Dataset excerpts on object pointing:
■ ■ ■ ■ ■ ■ ■

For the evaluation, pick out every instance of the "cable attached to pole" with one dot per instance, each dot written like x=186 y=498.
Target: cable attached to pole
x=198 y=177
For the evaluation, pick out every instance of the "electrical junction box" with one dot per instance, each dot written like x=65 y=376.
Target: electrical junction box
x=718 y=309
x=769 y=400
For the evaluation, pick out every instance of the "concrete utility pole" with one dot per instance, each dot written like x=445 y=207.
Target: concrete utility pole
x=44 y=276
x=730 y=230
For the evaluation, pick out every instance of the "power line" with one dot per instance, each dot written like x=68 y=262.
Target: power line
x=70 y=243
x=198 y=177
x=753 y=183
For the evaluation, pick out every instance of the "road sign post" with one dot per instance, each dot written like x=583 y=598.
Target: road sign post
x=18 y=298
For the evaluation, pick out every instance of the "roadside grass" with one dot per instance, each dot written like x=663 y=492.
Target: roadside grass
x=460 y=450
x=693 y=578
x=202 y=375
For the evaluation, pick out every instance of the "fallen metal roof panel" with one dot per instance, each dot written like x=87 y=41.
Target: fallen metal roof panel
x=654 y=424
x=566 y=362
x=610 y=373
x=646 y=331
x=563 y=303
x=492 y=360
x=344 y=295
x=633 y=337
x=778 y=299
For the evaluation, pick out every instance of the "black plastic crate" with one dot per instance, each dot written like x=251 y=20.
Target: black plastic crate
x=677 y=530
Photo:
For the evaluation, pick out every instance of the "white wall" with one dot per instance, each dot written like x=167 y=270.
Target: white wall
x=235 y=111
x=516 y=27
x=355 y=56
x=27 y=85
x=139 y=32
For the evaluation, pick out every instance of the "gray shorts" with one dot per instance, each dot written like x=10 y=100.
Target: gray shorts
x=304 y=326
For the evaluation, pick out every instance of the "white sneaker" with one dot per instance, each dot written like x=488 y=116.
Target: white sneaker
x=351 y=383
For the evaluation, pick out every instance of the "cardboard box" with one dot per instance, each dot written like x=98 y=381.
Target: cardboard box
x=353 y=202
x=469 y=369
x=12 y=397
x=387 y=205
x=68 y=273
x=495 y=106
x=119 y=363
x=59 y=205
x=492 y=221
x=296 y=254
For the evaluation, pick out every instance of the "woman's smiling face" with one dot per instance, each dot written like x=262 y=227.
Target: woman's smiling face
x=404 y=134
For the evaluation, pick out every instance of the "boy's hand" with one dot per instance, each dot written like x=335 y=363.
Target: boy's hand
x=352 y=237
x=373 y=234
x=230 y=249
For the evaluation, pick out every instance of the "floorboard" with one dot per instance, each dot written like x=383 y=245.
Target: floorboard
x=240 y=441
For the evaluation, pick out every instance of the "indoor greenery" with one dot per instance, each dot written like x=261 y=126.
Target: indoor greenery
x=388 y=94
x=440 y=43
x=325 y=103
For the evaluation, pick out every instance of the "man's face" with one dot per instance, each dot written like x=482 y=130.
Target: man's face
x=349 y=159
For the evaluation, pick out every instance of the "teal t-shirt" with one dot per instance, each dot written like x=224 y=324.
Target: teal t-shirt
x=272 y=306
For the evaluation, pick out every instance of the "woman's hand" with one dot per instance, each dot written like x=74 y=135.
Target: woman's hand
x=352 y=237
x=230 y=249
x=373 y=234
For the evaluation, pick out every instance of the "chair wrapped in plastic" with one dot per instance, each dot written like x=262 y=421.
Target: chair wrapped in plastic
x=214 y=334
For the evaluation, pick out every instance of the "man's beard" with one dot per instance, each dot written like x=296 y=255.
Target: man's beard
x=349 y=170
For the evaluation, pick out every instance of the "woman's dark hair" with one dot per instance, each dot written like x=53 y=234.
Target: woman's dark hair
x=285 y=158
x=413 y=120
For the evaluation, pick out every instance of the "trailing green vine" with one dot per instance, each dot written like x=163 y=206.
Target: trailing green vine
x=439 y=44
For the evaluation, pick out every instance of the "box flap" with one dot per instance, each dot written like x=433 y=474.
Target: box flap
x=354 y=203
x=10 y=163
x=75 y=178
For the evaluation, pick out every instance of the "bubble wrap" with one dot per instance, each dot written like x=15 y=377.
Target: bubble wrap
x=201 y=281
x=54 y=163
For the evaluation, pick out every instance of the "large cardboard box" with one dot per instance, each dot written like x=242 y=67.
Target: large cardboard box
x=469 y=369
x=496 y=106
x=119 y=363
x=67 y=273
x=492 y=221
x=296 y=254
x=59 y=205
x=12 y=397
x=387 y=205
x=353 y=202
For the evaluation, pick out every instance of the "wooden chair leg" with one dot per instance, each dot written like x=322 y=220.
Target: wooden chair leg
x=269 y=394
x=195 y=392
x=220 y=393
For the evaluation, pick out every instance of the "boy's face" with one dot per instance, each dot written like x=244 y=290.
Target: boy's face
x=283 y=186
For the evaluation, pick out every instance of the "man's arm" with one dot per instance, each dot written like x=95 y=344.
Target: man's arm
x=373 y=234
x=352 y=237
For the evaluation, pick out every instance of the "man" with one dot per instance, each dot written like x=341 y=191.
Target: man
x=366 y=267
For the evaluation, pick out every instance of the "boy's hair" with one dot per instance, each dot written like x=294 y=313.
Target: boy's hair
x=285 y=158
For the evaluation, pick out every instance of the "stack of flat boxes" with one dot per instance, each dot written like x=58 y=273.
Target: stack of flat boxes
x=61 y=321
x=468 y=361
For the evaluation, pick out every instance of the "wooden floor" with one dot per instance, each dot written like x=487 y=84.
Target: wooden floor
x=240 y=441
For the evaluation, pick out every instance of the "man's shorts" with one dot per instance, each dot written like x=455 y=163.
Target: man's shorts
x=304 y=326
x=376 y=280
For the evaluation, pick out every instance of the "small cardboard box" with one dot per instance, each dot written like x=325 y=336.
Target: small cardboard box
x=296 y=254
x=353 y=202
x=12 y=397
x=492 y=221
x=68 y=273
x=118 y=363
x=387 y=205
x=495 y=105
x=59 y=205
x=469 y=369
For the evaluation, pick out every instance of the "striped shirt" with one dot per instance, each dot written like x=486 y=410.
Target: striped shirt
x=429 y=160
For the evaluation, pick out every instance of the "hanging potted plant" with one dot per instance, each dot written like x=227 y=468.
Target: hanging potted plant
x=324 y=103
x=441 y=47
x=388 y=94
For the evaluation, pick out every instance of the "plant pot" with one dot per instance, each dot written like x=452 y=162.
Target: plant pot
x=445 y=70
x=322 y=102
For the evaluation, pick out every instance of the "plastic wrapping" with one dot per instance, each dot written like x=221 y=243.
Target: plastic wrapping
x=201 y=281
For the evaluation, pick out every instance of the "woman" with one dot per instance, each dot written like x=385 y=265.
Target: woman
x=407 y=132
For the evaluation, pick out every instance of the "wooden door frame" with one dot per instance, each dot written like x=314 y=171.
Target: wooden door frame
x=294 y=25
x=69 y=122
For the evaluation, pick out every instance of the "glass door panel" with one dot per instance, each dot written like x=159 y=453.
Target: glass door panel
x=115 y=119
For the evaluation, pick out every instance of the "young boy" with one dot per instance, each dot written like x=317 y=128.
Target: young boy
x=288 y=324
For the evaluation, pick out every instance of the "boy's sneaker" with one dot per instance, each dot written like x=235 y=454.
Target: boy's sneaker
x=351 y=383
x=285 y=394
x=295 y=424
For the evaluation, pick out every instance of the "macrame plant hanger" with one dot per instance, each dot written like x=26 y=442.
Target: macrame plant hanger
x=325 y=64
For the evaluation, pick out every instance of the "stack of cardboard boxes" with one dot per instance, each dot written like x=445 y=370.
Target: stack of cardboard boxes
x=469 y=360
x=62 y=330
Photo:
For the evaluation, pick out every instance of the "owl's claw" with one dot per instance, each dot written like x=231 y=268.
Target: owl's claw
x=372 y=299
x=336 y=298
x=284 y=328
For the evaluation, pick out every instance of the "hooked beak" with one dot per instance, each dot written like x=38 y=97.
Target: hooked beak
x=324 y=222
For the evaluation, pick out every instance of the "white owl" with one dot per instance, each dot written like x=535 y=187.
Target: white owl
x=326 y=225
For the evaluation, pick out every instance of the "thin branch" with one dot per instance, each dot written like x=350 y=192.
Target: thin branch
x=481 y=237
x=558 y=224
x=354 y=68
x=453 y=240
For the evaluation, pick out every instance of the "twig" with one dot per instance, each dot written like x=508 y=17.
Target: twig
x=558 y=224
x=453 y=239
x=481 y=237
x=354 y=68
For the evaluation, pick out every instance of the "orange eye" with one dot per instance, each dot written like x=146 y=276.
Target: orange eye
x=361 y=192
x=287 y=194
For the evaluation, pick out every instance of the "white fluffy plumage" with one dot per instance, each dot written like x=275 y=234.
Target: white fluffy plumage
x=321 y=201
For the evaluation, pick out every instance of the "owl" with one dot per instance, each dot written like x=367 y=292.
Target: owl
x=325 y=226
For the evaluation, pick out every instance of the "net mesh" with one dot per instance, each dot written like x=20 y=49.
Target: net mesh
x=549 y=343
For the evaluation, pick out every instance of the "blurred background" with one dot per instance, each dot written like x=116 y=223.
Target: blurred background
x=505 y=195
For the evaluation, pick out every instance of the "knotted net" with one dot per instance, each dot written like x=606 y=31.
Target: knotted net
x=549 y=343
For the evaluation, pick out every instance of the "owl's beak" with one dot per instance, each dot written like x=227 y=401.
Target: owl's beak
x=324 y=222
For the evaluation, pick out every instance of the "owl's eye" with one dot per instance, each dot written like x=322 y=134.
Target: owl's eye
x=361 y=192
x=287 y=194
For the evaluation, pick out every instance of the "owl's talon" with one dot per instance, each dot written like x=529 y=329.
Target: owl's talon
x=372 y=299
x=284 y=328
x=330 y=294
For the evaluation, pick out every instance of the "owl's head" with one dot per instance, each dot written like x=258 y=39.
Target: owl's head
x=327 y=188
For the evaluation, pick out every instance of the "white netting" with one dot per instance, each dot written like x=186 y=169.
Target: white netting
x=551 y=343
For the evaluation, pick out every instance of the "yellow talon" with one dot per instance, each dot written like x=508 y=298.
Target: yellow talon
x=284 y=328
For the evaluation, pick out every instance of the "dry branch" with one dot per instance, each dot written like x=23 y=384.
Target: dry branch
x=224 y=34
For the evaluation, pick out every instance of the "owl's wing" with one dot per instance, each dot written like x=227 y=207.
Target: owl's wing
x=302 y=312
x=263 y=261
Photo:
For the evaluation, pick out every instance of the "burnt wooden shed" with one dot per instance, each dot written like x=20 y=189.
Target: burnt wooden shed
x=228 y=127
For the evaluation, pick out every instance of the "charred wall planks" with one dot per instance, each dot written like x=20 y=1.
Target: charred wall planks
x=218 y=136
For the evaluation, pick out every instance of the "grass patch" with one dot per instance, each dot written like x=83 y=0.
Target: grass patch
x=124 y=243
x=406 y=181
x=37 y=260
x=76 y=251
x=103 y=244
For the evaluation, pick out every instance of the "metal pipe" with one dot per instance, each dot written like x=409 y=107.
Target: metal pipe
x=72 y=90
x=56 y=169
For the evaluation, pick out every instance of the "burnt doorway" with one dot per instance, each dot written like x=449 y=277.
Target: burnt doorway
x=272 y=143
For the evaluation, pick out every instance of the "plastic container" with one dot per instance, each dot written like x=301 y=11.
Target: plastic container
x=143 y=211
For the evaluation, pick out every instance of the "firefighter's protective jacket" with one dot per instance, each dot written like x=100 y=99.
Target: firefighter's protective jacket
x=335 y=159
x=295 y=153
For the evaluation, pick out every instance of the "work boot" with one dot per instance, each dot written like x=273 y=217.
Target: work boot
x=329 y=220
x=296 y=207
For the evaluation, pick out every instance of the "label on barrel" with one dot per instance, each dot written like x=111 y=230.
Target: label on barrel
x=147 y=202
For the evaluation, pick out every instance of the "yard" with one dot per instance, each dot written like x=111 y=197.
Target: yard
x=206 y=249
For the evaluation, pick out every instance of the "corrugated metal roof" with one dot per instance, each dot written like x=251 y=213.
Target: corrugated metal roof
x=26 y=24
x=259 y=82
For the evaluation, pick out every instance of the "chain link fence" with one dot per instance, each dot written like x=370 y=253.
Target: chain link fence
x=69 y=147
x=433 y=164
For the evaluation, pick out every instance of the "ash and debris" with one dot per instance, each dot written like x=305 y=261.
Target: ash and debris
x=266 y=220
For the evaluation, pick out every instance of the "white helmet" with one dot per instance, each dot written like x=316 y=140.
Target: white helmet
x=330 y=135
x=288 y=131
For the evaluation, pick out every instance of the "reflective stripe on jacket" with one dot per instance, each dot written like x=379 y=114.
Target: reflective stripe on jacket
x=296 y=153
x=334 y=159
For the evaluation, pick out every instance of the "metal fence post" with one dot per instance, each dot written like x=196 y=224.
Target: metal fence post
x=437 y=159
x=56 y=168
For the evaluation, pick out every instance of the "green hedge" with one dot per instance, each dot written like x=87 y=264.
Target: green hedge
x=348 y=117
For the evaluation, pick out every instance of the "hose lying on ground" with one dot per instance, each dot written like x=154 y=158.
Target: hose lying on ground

■ ■ ■ ■ ■ ■ ■

WHAT THE TASK REQUIRES
Copy out the records word for word, starting with the line that contains "like x=196 y=224." and continuing through the end of the records.

RESPONSE TO THIS EXERCISE
For the evaluation, pick out every instance of the "metal fence post" with one dot per instance, each dot written like x=196 y=224.
Target: metal fence post
x=437 y=159
x=56 y=168
For the evaluation, pick out every instance of the "green hedge" with one dot per instance, each dot written like x=87 y=264.
Target: green hedge
x=348 y=117
For the evaluation, pick out every instance of the "hose lying on ground" with one dot per instance, each dot written like x=154 y=158.
Target: hose lying on ground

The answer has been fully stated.